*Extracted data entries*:
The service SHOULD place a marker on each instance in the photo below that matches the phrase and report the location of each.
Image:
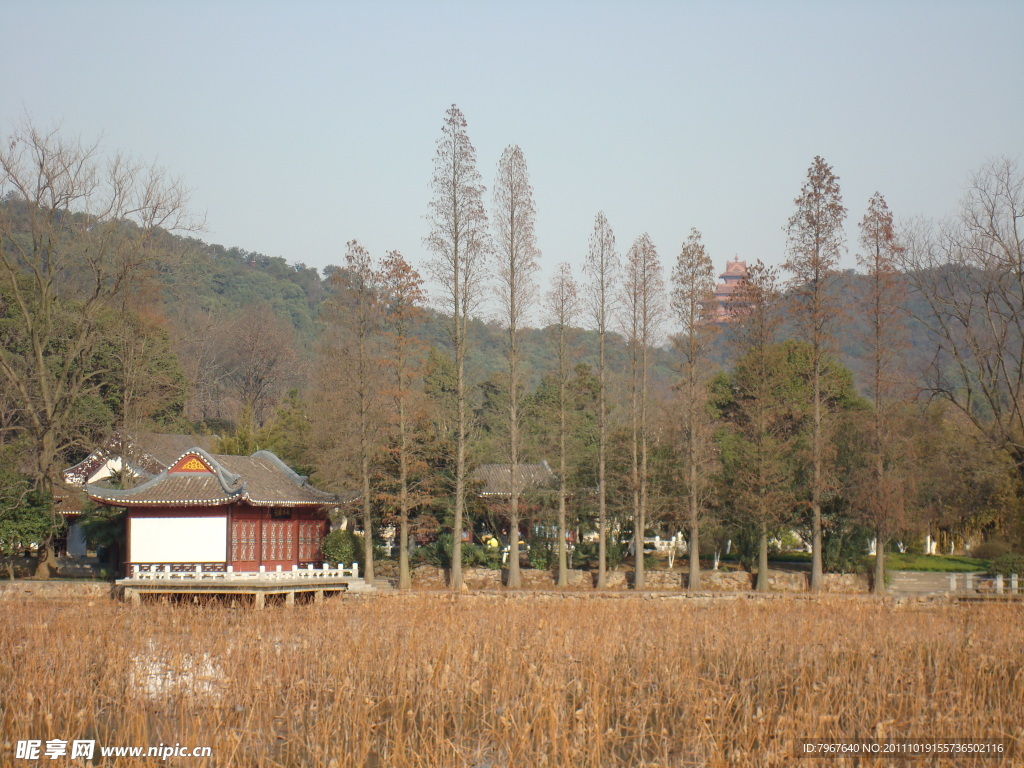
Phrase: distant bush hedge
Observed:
(990, 550)
(1008, 565)
(342, 547)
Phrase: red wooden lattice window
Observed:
(244, 541)
(309, 539)
(278, 540)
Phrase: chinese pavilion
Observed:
(214, 511)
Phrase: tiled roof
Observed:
(496, 479)
(261, 479)
(146, 453)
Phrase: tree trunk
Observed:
(460, 458)
(46, 565)
(368, 532)
(602, 511)
(563, 576)
(817, 571)
(514, 582)
(762, 585)
(693, 582)
(879, 585)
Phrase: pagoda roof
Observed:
(496, 479)
(734, 269)
(202, 479)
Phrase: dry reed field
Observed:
(434, 680)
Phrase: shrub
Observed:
(438, 554)
(342, 547)
(1008, 565)
(990, 550)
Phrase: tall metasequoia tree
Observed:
(563, 306)
(78, 230)
(969, 271)
(761, 480)
(693, 302)
(459, 241)
(515, 246)
(258, 360)
(355, 313)
(883, 491)
(815, 242)
(402, 295)
(602, 267)
(643, 300)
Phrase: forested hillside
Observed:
(845, 406)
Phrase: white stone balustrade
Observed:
(196, 571)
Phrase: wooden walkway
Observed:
(197, 580)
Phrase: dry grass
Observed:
(428, 680)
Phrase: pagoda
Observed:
(730, 281)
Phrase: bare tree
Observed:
(459, 241)
(882, 492)
(515, 246)
(969, 270)
(402, 293)
(563, 306)
(257, 358)
(760, 480)
(815, 243)
(602, 267)
(354, 370)
(77, 231)
(643, 302)
(693, 302)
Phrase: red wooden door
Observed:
(279, 545)
(310, 535)
(245, 545)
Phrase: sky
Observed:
(299, 126)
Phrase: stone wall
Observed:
(846, 583)
(56, 590)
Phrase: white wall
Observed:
(77, 546)
(178, 540)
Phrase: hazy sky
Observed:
(300, 126)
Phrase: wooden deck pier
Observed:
(165, 580)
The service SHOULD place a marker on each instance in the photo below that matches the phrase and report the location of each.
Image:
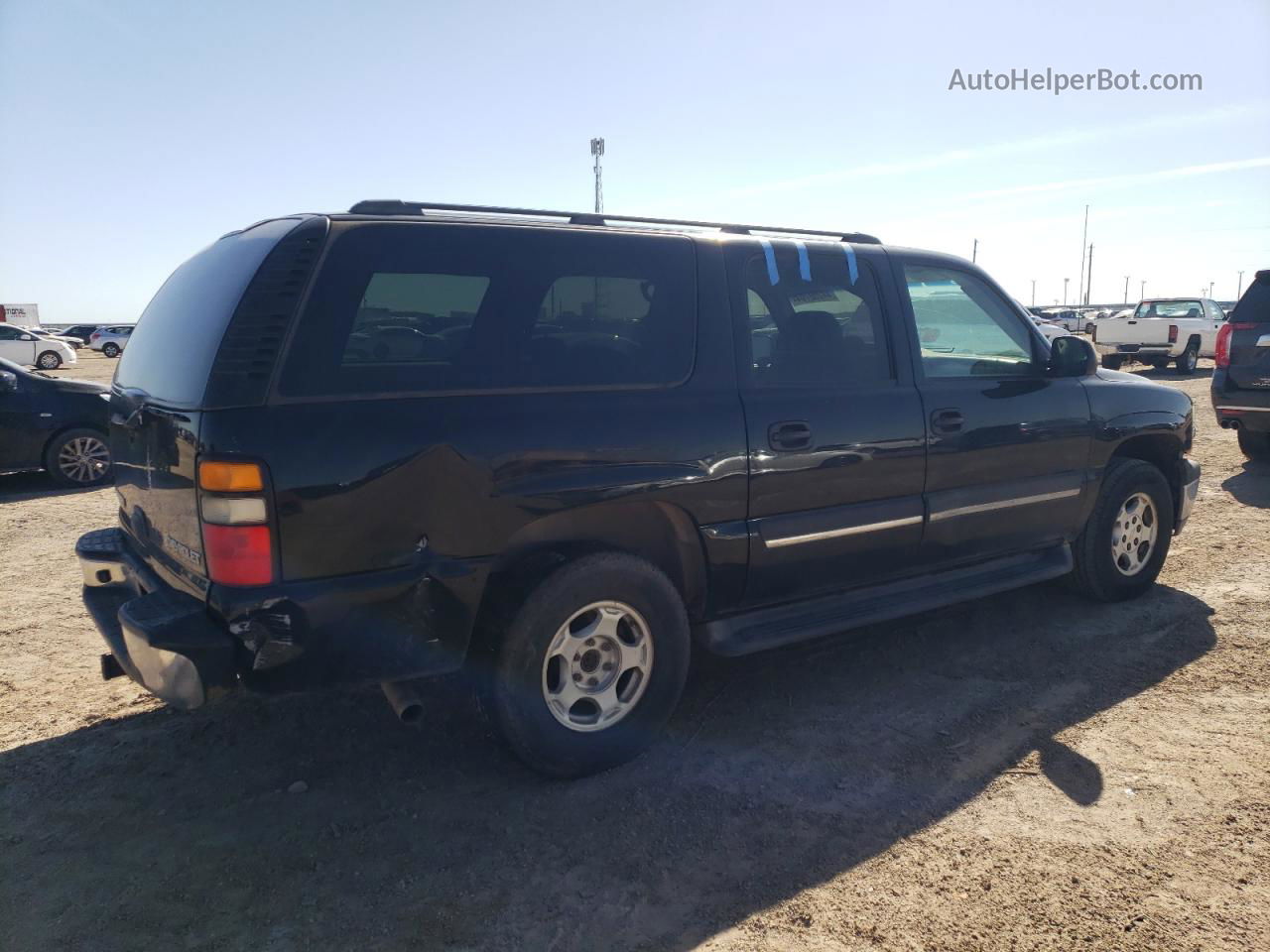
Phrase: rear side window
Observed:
(449, 307)
(1254, 307)
(172, 348)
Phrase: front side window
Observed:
(818, 322)
(418, 308)
(964, 327)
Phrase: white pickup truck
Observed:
(1159, 331)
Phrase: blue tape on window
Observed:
(804, 263)
(851, 262)
(772, 275)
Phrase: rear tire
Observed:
(1124, 543)
(77, 457)
(1189, 359)
(559, 648)
(1255, 445)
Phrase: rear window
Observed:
(423, 308)
(172, 348)
(1187, 307)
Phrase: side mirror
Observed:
(1072, 357)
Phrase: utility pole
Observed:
(1084, 236)
(597, 149)
(1088, 277)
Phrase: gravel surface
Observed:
(1030, 771)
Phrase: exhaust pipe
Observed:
(404, 699)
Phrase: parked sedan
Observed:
(72, 343)
(55, 424)
(111, 340)
(81, 331)
(28, 349)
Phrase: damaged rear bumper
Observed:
(160, 638)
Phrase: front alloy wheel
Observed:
(1133, 536)
(1125, 539)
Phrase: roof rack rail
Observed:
(395, 206)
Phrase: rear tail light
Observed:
(1223, 341)
(238, 539)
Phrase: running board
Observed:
(826, 615)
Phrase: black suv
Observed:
(55, 424)
(1241, 382)
(559, 448)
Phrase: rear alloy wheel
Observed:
(592, 665)
(1124, 543)
(79, 458)
(1255, 445)
(1189, 359)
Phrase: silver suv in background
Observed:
(111, 340)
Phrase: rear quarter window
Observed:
(417, 308)
(172, 348)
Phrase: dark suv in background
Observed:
(1241, 382)
(557, 448)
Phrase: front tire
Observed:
(1124, 543)
(592, 665)
(77, 457)
(1189, 359)
(1255, 445)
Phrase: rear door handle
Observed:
(947, 421)
(789, 434)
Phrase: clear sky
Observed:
(137, 132)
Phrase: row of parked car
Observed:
(48, 349)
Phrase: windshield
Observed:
(1182, 307)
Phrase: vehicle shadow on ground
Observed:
(780, 772)
(1252, 485)
(24, 486)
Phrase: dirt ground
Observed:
(1030, 771)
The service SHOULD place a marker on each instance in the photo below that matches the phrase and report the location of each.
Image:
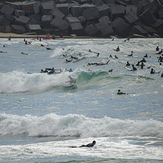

*What you will do*: Your task is to retype all the entries exactly and leave out any pictures.

*Completed exercise*:
The service SHOULD place a marker on each instance in the photo below that matches the phrase and report the location of each.
Image:
Phrase: distant bush hedge
Observed:
(990, 550)
(1008, 565)
(342, 547)
Phrase: red wooden lattice window
Observed:
(244, 541)
(309, 539)
(278, 540)
Phrase: chinese pavilion
Observed:
(214, 511)
Phrase: tiled roof
Observed:
(496, 479)
(261, 479)
(146, 453)
Phrase: tree trunk
Observed:
(460, 458)
(46, 565)
(368, 532)
(602, 511)
(563, 576)
(817, 571)
(514, 582)
(762, 585)
(693, 582)
(879, 585)
Phrase: pagoda roof
Observed:
(496, 479)
(734, 269)
(202, 479)
Phrase: dry reed field
Observed:
(434, 680)
Phrase: shrub
Observed:
(438, 554)
(342, 547)
(1008, 565)
(990, 550)
Phrase: tall metasequoia tree
Observed:
(563, 306)
(78, 230)
(969, 271)
(761, 480)
(693, 302)
(459, 241)
(515, 246)
(258, 360)
(355, 313)
(883, 491)
(815, 242)
(402, 295)
(602, 267)
(643, 300)
Phrase: forested hillside
Observed:
(845, 406)
Phrase: white stone balustrade
Observed:
(196, 571)
Phrase: wooden walkway
Observed:
(197, 580)
Phrase: dry grass
Observed:
(428, 680)
Phrase: pagoda
Observed:
(730, 281)
Phrase: bare tree
Observed:
(459, 241)
(882, 492)
(515, 246)
(969, 270)
(402, 293)
(563, 306)
(257, 358)
(760, 480)
(815, 243)
(602, 267)
(354, 370)
(77, 231)
(643, 302)
(693, 302)
Phrase: red wooden door
Observed:
(279, 545)
(310, 535)
(245, 545)
Phrase: sky
Observed:
(299, 126)
Phrase: stone wall
Observed:
(846, 583)
(56, 590)
Phrase: white wall
Observed:
(77, 546)
(178, 540)
Phrase: hazy sky
Observed:
(300, 126)
Phrase: wooden deck pier
Observed:
(165, 580)
The service SHOULD place a marker on each instance in the photo below that matches the phrase and report the location of each.
Image:
Phrase: rear side window
Observed:
(449, 307)
(1254, 307)
(172, 348)
Phrase: front side window
Observed:
(818, 322)
(418, 308)
(964, 327)
Phrase: white pickup truck
Observed:
(1159, 331)
Phrase: blue tape on window
Observed:
(804, 263)
(851, 262)
(772, 275)
Phrase: rear tire
Observed:
(1124, 543)
(77, 457)
(1189, 359)
(559, 648)
(1255, 445)
Phrase: rear window
Observed:
(423, 308)
(172, 348)
(1187, 307)
Phrase: side mirror
Observed:
(1072, 357)
Phrase: utility pole
Observed:
(1084, 236)
(597, 149)
(1088, 277)
Phrase: gravel surface
Observed:
(1030, 771)
Phrase: exhaust pipe
Observed:
(404, 699)
Phrase: parked sedan
Observed:
(72, 343)
(55, 424)
(111, 340)
(81, 331)
(28, 349)
Phrase: damaged rear bumper
Observed:
(160, 638)
Phrase: front alloy wheel
Observed:
(1133, 536)
(1125, 539)
Phrase: roof rack rail
Observed:
(395, 206)
Phrase: rear tail light
Observed:
(1223, 341)
(238, 539)
Phrase: running board
Observed:
(826, 615)
Phrase: black suv
Observed:
(55, 424)
(1241, 382)
(559, 448)
Phrase: rear alloy wheel
Observed:
(592, 665)
(1124, 543)
(79, 458)
(1255, 445)
(1189, 359)
Phrase: silver suv in background
Observed:
(111, 340)
Phrase: rear quarter window
Observed:
(417, 308)
(172, 348)
Phrase: dark suv in background
Observed:
(1241, 382)
(557, 448)
Phrase: front tire
Observed:
(1124, 543)
(592, 665)
(77, 457)
(1189, 359)
(1255, 445)
Phrase: rear door handle
Observed:
(947, 421)
(789, 434)
Phrase: clear sky
Observed:
(137, 132)
Phrase: row of parked car
Observed:
(48, 349)
Phrase: windshield
Observed:
(1182, 307)
Phrase: vehicle shadow on ground
Observed:
(780, 772)
(1252, 485)
(24, 486)
Phrase: dirt ground
Observed:
(1030, 771)
The service SHOULD place a marker on each instance in the photo below that matches the phrase and report the location of each.
Image:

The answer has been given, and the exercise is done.